### [REQUIRED TASKS]
**A.** Answer these questions from the passage on creativity:
(i) Which psychologist has studied the minds of artists and great thinkers for decades?
(ii) Which three fields are given as examples of where someone might become involved?
(iii) How do creative artists regard failure?
**B.** In the passage on creativity, switch "makeup" to "constitution" and reproduce the text from "Perhaps because of" up to and including "a different perspective.".

Perhaps because of this outside-looking-in effect, many have concluded that creative individuals are fundamentally different than everyone else. That is, they have a different makeup. They’ve been endowed with an uncommon gift, or their brains are wired in a special way. Creative artists are a different breed.

There is, however, and alternative explanation. Creative individuals may be unique primarily in their values, goals, and approach to life. Their brains may indeed be different, but perhaps they’ve become that way. Creative people may develop differently as a result of going through their lives with different motivations, and from understanding their experiences with a different perspective.

The endgame: Expertise or exploration?

One of the hallmarks of creativity can be seen in artists’ broadest motivations. After becoming involved in a certain field—say, music, painting, or poetry—some people proceed with the goal of being the best they can be, to be a highly skilled musician, painter or poet. But others approach their activities a bit differently. Their orientation is not toward becoming an expert in their chosen field. They are motivated to more fully explore it or even challenge it.

Many young people fall in love with music and want to become career musicians. Someone like this may envision the kind of musician he or she wants to be, try to learn the requisite skills, and seek opportunities that lead to that destination goal. In contrast, someone traditionally considered “creative” may travel on a different, more exploratory path. They gain musical expertise, but do so as they pursue the larger goals of realizing original ideas and experimenting with new ways of doing music.

Psychologist Howard Gardner has considered the minds of artists and great thinkers for decades. Much of his work has involved in-depth study of the lives of extraordinary people like Virginia Woolf, Pablo Picasso, Igor Stravinsky, and Albert Einstein. He has cited Mozart and Beethoven as an example of an expert and a creative individual, respectively:

Mozart is the master. Mozart, in my view, wrote the most beautiful music ever. But Mozart was not somebody who was trying to create a new domain. He was not interested in creating new genres. He wrote in the genres of his time, and just did it so beautifully that he forced, in a sense, his successors to become Beethoven, to be Romantics, to overthrow classical music, because nobody could do it as well as Mozart.

Regardless of whether you accept his appraisal of these great composers, his quote describes the difference between a domain acceptor and a domain challenger. Obviously both kinds of artists are important. Perhaps, as Gardner suggests, they even depend on each other.

Failure: To be avoided or to be exploited?

A more specific component of the creative mindset has to do with beliefs about failure. Nobody enjoys failing at something that they care about, or even use to define their identity. But creative people may take a bigger-picture perspective. Not being able to do something (i.e., failure) is a kind of prerequisite to learning and improvement. Creative artists accept failure as merely part of the process, when others may see it as a reason to quit.

[A block of data]
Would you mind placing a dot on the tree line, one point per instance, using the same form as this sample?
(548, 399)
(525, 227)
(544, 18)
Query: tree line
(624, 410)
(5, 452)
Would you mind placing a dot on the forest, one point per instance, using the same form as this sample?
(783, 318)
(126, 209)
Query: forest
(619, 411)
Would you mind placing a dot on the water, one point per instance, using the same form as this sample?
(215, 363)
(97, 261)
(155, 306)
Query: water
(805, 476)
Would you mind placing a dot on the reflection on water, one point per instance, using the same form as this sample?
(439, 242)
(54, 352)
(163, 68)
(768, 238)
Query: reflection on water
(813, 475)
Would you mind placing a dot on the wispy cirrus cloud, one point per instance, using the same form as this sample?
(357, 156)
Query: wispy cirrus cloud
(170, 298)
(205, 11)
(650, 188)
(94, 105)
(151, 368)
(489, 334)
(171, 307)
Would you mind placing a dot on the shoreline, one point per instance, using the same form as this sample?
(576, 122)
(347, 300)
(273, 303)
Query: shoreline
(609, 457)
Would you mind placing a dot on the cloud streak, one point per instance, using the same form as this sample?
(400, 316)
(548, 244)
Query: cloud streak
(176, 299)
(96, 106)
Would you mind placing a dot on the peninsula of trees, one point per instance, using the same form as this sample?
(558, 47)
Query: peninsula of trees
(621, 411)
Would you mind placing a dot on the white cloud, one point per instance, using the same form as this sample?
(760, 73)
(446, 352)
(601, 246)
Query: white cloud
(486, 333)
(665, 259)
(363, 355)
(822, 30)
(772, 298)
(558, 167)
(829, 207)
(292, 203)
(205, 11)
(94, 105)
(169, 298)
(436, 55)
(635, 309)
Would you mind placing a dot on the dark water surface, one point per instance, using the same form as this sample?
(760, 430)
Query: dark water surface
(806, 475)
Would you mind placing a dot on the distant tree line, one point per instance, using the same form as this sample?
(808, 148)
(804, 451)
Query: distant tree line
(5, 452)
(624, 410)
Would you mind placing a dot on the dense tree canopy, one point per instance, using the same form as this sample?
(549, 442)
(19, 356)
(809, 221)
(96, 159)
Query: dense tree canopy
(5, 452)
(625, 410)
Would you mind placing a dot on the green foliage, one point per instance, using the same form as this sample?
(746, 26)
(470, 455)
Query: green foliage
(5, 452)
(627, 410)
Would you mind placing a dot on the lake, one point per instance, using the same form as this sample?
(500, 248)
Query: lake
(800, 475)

### [EXERCISE ANSWERS]
**A.**
(i) Howard Gardner
(ii) Music, painting, and poetry
(iii) As merely part of the process

**B.**
Perhaps because of this outside-looking-in effect, many have concluded that creative individuals are fundamentally different than everyone else. That is, they have a different constitution. They’ve been endowed with an uncommon gift, or their brains are wired in a special way. Creative artists are a different breed.

There is, however, and alternative explanation. Creative individuals may be unique primarily in their values, goals, and approach to life. Their brains may indeed be different, but perhaps they’ve become that way. Creative people may develop differently as a result of going through their lives with different motivations, and from understanding their experiences with a different perspective.